Pictures aside, repeat every entry exactly.

(Location identification items)
________________________________________

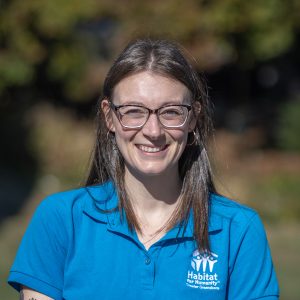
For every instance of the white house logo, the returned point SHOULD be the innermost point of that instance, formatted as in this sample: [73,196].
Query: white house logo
[202,275]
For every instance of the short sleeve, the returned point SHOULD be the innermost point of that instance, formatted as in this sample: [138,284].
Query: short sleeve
[252,275]
[39,262]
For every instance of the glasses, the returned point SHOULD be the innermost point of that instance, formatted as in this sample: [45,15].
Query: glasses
[136,116]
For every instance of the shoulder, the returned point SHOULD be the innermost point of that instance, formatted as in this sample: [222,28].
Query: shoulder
[75,201]
[229,209]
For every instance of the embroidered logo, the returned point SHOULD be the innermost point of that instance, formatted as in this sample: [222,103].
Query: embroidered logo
[202,275]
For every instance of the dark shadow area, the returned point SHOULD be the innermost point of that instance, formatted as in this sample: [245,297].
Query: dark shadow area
[18,165]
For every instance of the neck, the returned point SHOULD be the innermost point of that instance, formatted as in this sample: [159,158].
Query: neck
[151,193]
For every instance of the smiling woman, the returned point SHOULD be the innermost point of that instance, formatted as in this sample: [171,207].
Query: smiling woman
[149,223]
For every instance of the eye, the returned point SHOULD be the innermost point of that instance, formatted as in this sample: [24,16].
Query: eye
[133,111]
[171,112]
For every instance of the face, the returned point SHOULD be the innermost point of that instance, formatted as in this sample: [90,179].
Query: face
[153,149]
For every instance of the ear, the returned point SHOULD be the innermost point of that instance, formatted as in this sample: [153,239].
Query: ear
[194,115]
[107,115]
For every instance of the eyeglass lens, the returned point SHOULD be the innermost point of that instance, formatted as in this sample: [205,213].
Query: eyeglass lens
[169,116]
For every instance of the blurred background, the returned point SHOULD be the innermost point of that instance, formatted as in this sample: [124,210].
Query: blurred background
[54,55]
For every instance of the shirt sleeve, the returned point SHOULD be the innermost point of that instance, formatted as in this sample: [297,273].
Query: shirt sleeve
[39,262]
[252,275]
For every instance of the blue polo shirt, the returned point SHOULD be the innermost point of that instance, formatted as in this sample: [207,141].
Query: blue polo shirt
[74,249]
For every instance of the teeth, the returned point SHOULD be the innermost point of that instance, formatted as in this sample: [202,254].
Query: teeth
[150,149]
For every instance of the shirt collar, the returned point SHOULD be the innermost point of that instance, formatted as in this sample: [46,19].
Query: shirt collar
[102,205]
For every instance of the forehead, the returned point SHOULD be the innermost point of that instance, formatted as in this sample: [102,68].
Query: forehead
[150,89]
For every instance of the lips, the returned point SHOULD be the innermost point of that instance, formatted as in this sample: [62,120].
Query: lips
[151,149]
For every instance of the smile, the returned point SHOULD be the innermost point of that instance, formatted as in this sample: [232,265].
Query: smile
[151,149]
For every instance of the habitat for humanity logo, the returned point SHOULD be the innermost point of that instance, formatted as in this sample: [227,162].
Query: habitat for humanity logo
[202,275]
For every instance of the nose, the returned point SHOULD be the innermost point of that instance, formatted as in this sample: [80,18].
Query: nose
[152,128]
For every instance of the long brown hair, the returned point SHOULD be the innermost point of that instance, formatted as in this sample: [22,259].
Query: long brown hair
[165,58]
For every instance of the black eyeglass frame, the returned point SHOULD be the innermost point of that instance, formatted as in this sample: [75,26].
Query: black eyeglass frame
[116,108]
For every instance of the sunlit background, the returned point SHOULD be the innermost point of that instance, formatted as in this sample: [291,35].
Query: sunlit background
[54,55]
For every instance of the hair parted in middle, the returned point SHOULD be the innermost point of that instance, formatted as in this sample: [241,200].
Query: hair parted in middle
[164,58]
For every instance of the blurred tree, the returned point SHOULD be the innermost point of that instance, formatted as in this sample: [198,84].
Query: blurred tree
[70,43]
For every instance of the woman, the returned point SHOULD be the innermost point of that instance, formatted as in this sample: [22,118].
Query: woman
[149,223]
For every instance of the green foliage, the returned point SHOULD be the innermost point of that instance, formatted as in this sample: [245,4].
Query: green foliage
[276,197]
[47,33]
[289,126]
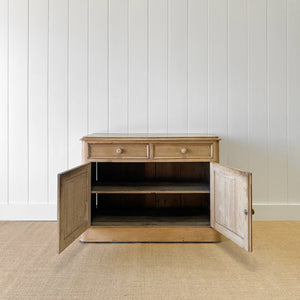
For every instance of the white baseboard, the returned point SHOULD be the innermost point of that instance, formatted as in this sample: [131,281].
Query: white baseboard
[48,212]
[29,212]
[276,212]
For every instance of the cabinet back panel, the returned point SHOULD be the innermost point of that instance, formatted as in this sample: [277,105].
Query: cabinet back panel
[173,171]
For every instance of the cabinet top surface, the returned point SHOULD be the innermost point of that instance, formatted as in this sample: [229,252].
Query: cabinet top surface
[150,136]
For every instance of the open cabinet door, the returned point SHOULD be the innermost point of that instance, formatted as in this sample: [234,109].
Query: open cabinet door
[74,205]
[231,204]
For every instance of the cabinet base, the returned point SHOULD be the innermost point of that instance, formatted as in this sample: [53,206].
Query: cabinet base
[162,234]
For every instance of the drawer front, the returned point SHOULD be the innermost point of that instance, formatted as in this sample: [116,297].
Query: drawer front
[118,150]
[183,151]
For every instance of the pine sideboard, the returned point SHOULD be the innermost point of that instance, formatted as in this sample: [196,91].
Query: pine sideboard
[153,188]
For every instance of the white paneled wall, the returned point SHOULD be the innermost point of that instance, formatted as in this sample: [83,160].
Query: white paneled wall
[73,67]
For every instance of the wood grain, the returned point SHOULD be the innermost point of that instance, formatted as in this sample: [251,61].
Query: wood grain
[74,204]
[231,204]
[162,234]
[151,187]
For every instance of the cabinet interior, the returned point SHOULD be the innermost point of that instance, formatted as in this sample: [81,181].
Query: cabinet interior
[156,194]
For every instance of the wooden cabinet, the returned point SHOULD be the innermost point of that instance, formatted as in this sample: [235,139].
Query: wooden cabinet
[145,188]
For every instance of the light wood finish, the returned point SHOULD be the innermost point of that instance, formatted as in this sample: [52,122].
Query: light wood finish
[152,187]
[231,204]
[118,150]
[172,173]
[148,147]
[204,151]
[150,220]
[74,193]
[150,234]
[149,136]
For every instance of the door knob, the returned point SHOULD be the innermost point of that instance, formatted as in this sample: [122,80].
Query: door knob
[118,150]
[246,211]
[183,150]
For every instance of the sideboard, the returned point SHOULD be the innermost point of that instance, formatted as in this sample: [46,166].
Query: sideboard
[153,188]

________________________________________

* **Expected answer**
For every instance of the white house logo, the returned point SHOULD be the innermost point of that instance, formatted as in this sample: [73,196].
Query: white house logo
[202,275]
For every instance of the short sleeve, the returned point SHOULD be the innermost point of that instance, formatted as in this sample: [138,284].
Query: short sleeve
[252,275]
[39,262]
For every instance of the glasses, the returned point SHOULD be the innermost point of that instance, formatted as in this sample: [45,15].
Query: glasses
[136,116]
For every instance of the shoulder, the returned point SHOULD be the innermost point of that instance, formatted as in this sample: [222,28].
Query: shoulder
[75,201]
[229,209]
For every instance of the embroidered logo, the returned point SHOULD be the innermost point of that instance, formatted as in this sample: [222,103].
Query: embroidered logo
[202,275]
For every instance of the dark shadow area, the returned point SHOULD be the innermost point of that instance, formatted as in this sample: [245,297].
Query: dark shadow area
[18,165]
For every instance of the neck, the returned point SHOULD be the innermost point of that instance, formatted as in this sample: [159,158].
Query: neck
[151,193]
For every instance of the smiling woman, the returned point SHOULD be the innermost point of that instance, formatted as in this sample: [171,207].
Query: smiling woman
[149,223]
For every instance of the eye, the returned point SHOULD be the innermost point of that instance, formatted as in this sample: [24,16].
Query: eye
[133,111]
[171,112]
For every instance of the face, the returned point SHOULD be the innermost point of that instance, formatted as in this sample: [90,179].
Query: face
[153,149]
For every instance of the ear, the returned point SHOULD be the innermost point of that instance, formatted as in this sample: [153,239].
Query: ear
[194,115]
[107,115]
For every instance of the eyeglass lens, the returned point SHOULD be the innermost point of that instance, formatted as in this sample: [205,213].
Query: eyeglass lens
[169,116]
For every instance of the blurred background, the returned point SHOULD be the innermost point of that instance, formatted as in this sample: [124,210].
Query: blurred background
[54,55]
For every instance of the shirt sleeve, the returned point SHOULD be the innermost point of that instance, formatted as in this sample: [297,273].
Query: shirt sleeve
[39,262]
[252,275]
For every instance of the blue polo shirt, the returned point SHOULD be the innermost point of that instance, formatted as in this sample: [207,141].
Query: blue polo shirt
[74,249]
For every instance of the teeth, the returned point SHOULD be the innermost point of that instance, formatted as in this sample: [202,254].
Query: teeth
[150,149]
For every instance of the shirt collar, the returned point SHOULD be the innermost point of that instance, formatted as in this sample: [46,19].
Query: shirt collar
[102,205]
For every instance of the forehead, the returned point SHOULD be the innermost point of that instance, formatted as in this sample: [102,68].
Query: forehead
[150,89]
For every instance of the lips, the returned point SHOULD be the innermost point of that instance, formatted as in this sample: [62,120].
Query: lips
[151,149]
For every instance of the smile, the returned point SHOULD be the innermost point of that instance, formatted as in this sample: [232,265].
Query: smile
[151,149]
For every instance of the habitat for humanity logo, the returned point SHOULD be the innermost point of that instance, formatted as in this sample: [227,162].
Query: habitat for humanity logo
[202,275]
For every instance of the nose, the returned point SHOULD be the innermost point of that instance, formatted as in this sample: [80,18].
Query: nose
[152,128]
For every instance of the long brown hair, the returned point SHOULD be the innermost point of that instance, formatted as in this sample: [22,259].
Query: long brown hair
[165,58]
For every instance of the black eyeglass frame, the returned point SHOULD be the innermost point of that instance, formatted as in this sample: [75,26].
Query: black eyeglass frame
[116,108]
For every instance of the sunlit background, the returned point SHOULD be the innermost point of that instance, formatted as in this sample: [291,35].
Query: sunlit background
[54,55]
For every instance of the hair parted in middle, the returned point SHOULD be the innermost point of that instance, formatted as in this sample: [241,200].
Query: hair parted in middle
[164,58]
For every instance of the blurred tree, the returned point SHOULD be the innermost point of that instance, formatted as in this sample: [198,84].
Query: blurred tree
[70,43]
For every instance of the woman, the returned point SHOULD be the innermost point of that instance, formatted as in this sample: [22,118].
Query: woman
[149,223]
For every instance of the green foliage, the returned point SHOULD be the innermost point of that instance, formatted as in this sample: [245,4].
Query: green foliage
[276,197]
[47,33]
[289,126]
For every instance of the white baseboard, the returned point SHOULD be the innermost point of that instance, formatted as in this sample: [131,281].
Query: white baseboard
[48,212]
[29,212]
[276,212]
For every instance of the cabinet back panel, the returned point SHOULD be the innermost point of that instance, formatted as in this sample: [277,105].
Query: cabinet back panel
[173,171]
For every instance of the cabinet top surface, the returned point SHOULD be the innermost point of that instance, formatted as in this sample: [229,252].
Query: cabinet top surface
[150,136]
For every instance of the open cabinet door, the returned point SHOULD be the innermost point of that instance, formatted as in this sample: [234,109].
Query: open cabinet door
[74,205]
[231,204]
For every instance of the cabinet base, the returned point SHOULD be the innermost point of that instance, formatted as in this sample: [53,206].
Query: cabinet base
[162,234]
For every instance of the drawer front, the returned point SHOULD be the innermost point of that instance, formatted as in this sample: [116,297].
Query: drawer front
[118,150]
[183,151]
For every instance of the pine sideboard, the returned point SHOULD be the innermost point of that instance, formatted as in this sample: [196,91].
Query: pine sideboard
[153,188]
For every instance of the white paneled wall, the returned point SHOULD be the innermost point of that instance, formatted as in this sample: [83,160].
Query: white paneled wall
[73,67]
For every instance of the wood grain, the returned point SHOULD be the innermost point of that instance, formatted as in this sample: [251,61].
Query: wood grain
[74,204]
[231,204]
[162,234]
[151,187]
For every instance of the cabinet interior, the returned point SHOULD be the innermost point of that instance, formatted as in this sample: [81,181].
Query: cabinet interior
[156,194]
For every instance of the wooden cabinet, the returned point SHOULD be the innermost point of that instance, formatted as in this sample: [235,139].
Query: wooden cabinet
[145,188]
For every instance of the light wood finish, the returned point SHOULD be the innermost point of that instance, formatted as in this sample: [52,122].
Query: light wood finish
[152,187]
[231,204]
[118,150]
[172,173]
[148,147]
[204,151]
[150,220]
[74,193]
[150,234]
[149,136]
For every instance of the door knob, the returned point SHOULD be the innermost point of that instance, formatted as in this sample: [122,80].
Query: door knob
[118,150]
[246,211]
[183,150]
For every instance of the sideboard, the returned point SHOULD be the innermost point of that instance, formatted as in this sample: [46,166].
Query: sideboard
[153,188]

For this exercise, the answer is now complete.